_Exercise aim_. List every person named in full in the wedding story below.

_Provided passage_.
* * * * * * *
Jessica Muscio and Doug Davis took a less traditional route to marriage.
First came attraction and friendship — and then came love, children and a house. In between were a few breakups.
“I wasn’t ready to be vulnerable,” said Mr. Davis, an entertainment and music lawyer who is a son of the venerable music executive Clive Davis. “I wasn’t prepared for the emotional risk of putting it all on the line for her. At the time I didn’t realize I was sabotaging the relationship, but in retrospect I was.”
Their wedding would be a long time coming.
The couple met in the summer of 2010, when each was attending a multigenerational alumni mixer for graduates of their high school, the Dwight School, on Manhattan’s Upper West Side.
Mr. Davis, 47, graduated in 1990, and Ms. Muscio, 33, in 2004. Though the 14-year age gap kept them from knowing each other back then, the reunion brought them together.
* * * * * * *
_Saved data entries_.
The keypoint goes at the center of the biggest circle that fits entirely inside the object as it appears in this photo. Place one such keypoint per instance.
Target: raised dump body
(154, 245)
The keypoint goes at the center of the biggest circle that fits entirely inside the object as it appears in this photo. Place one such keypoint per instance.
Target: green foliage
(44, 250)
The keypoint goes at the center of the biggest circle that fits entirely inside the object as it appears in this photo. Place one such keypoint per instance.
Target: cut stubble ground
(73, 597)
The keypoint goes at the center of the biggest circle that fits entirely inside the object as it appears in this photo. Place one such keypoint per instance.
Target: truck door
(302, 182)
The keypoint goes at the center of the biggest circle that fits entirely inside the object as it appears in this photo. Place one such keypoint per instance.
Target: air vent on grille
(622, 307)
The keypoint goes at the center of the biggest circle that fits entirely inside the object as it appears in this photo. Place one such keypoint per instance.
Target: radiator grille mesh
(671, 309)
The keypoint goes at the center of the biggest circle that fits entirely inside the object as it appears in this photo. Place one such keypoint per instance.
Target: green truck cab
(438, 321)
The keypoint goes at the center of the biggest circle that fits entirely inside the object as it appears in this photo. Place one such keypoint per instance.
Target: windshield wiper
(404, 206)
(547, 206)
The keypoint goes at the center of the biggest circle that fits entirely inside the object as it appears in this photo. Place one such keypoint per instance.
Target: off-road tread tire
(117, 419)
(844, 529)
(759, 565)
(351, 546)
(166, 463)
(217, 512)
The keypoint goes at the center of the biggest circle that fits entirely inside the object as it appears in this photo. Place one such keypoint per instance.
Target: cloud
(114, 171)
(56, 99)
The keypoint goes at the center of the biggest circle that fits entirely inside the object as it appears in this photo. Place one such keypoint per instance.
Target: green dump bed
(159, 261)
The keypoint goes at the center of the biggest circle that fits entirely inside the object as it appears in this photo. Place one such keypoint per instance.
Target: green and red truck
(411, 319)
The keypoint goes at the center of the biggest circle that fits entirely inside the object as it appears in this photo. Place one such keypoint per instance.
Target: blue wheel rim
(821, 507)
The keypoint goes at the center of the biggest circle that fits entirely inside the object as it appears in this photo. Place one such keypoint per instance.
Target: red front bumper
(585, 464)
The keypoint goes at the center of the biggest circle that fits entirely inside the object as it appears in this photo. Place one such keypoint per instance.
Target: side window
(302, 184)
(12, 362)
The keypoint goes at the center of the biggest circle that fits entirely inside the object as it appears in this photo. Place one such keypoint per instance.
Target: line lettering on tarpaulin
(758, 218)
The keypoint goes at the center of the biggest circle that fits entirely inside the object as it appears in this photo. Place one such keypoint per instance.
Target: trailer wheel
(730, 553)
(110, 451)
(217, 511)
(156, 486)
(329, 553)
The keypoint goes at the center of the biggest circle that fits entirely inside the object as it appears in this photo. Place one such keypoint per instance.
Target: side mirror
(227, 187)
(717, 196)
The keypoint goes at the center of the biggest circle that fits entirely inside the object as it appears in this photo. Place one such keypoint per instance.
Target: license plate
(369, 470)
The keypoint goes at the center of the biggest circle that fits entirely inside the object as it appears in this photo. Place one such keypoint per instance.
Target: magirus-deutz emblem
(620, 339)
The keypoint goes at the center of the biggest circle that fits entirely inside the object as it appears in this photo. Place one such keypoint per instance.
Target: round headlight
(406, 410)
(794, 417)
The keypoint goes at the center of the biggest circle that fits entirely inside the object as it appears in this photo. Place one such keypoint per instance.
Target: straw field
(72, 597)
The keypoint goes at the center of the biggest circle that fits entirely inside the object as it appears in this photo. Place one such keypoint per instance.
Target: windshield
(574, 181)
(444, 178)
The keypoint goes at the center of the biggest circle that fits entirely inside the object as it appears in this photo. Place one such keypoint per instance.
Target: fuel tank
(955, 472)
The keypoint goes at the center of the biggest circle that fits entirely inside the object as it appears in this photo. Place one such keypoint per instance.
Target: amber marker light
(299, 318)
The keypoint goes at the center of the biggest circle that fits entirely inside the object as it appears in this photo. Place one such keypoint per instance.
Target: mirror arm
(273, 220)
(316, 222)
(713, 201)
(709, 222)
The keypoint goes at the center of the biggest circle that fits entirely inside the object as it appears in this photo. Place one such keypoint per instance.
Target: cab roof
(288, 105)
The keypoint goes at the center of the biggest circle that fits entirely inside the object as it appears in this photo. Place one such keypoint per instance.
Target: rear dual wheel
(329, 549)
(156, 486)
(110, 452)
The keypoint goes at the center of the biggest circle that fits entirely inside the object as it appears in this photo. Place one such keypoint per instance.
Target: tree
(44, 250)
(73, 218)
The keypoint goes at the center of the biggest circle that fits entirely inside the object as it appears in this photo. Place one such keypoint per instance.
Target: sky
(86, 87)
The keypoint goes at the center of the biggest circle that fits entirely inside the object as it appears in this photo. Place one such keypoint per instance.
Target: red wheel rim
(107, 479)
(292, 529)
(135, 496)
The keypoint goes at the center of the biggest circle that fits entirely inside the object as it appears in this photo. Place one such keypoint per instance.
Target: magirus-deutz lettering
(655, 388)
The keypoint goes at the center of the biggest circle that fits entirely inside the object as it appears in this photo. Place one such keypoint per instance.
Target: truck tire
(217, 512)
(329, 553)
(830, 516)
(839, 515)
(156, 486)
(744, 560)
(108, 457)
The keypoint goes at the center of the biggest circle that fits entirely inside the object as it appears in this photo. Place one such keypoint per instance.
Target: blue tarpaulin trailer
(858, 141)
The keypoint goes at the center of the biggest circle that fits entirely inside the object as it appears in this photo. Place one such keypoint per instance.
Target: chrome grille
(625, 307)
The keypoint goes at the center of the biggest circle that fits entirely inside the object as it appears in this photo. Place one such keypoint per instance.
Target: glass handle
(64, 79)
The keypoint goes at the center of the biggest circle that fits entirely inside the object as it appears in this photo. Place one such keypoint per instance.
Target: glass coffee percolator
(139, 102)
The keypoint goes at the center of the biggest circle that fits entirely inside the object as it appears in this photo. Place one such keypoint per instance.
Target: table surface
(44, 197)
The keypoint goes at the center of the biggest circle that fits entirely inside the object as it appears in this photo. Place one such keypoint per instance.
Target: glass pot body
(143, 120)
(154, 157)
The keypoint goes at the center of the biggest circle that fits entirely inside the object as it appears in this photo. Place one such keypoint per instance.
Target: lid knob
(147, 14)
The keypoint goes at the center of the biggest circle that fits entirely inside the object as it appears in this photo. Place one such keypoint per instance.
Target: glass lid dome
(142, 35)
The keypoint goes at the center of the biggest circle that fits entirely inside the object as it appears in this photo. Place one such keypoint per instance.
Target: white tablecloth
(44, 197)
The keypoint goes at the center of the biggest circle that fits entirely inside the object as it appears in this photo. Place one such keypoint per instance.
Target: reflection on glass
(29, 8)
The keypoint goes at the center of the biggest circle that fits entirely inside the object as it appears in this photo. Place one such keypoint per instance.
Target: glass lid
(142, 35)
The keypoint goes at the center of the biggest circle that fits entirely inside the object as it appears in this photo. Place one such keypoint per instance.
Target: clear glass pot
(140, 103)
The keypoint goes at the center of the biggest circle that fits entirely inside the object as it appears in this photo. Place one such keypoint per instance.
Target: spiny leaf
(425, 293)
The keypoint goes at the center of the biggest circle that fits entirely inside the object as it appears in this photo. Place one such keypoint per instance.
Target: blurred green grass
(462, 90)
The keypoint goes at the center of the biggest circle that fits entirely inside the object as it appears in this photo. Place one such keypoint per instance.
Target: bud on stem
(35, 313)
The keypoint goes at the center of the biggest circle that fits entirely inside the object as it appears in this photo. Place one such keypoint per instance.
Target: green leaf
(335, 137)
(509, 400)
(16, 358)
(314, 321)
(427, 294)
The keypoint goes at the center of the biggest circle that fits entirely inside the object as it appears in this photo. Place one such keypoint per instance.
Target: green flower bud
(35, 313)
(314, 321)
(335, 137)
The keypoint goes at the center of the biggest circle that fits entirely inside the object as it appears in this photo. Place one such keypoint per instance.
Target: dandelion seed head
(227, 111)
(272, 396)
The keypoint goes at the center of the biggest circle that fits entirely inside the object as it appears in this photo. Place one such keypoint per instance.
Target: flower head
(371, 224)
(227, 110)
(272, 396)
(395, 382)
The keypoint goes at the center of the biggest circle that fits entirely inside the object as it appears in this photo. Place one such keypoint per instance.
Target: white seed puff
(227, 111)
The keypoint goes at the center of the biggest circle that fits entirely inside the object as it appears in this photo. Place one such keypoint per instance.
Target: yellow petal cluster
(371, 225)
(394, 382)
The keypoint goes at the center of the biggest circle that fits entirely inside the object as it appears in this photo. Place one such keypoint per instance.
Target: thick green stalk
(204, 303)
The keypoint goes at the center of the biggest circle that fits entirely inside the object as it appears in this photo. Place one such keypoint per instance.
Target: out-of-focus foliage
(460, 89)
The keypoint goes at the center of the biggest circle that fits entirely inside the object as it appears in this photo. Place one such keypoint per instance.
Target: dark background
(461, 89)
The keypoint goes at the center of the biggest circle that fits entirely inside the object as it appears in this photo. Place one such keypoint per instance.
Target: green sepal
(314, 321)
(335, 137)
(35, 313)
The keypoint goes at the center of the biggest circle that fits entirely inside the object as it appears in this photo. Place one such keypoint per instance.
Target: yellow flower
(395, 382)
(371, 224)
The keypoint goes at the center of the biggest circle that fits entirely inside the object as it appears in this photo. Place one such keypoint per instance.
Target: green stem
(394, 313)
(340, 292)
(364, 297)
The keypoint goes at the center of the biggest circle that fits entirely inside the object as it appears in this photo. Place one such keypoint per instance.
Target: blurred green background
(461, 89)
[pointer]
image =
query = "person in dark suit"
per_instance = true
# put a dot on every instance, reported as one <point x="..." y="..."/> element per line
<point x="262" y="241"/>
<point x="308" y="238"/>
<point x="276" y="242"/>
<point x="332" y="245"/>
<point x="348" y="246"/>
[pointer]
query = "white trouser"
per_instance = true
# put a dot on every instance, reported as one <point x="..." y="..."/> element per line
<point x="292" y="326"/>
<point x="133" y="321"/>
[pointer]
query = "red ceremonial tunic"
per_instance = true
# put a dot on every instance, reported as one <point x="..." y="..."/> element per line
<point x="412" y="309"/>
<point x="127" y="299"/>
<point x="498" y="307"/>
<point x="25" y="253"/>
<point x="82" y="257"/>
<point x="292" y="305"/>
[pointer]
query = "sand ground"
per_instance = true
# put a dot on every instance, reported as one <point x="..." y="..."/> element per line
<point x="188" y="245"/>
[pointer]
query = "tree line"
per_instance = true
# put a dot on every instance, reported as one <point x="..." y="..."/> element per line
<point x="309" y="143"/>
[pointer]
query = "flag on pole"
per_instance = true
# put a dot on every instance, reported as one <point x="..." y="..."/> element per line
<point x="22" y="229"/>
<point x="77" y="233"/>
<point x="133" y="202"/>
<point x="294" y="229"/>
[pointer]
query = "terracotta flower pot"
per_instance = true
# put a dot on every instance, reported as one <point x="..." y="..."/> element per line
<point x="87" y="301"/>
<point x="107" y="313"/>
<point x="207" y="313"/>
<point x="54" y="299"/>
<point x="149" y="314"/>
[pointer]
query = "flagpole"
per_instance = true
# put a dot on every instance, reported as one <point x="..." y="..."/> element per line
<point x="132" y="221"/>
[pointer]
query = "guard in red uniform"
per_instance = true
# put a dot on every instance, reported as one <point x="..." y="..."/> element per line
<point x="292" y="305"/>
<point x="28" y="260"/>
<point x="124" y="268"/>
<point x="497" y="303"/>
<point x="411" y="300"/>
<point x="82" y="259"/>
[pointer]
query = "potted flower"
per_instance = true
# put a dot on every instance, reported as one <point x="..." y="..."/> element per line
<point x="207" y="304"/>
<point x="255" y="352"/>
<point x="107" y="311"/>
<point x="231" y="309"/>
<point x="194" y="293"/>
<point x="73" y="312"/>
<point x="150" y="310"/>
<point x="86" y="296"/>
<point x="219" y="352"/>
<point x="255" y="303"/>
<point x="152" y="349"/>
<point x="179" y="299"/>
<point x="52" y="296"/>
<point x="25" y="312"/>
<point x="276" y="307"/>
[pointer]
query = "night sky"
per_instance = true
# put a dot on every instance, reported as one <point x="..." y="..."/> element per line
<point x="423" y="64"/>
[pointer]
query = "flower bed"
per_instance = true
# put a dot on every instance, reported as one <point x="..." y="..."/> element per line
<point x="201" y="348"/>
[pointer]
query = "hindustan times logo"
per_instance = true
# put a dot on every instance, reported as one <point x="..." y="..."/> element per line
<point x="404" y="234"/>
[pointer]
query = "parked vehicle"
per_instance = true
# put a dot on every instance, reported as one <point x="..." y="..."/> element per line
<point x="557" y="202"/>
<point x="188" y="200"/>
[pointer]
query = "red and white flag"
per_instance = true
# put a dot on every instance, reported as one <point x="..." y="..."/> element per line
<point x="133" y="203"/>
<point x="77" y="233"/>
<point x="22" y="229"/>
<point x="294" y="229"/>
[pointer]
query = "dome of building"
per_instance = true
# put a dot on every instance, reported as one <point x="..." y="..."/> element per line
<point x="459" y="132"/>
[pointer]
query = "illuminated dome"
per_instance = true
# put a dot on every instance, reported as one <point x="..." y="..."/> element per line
* * * * * * *
_Solution to this exercise_.
Jessica Muscio
Doug Davis
Clive Davis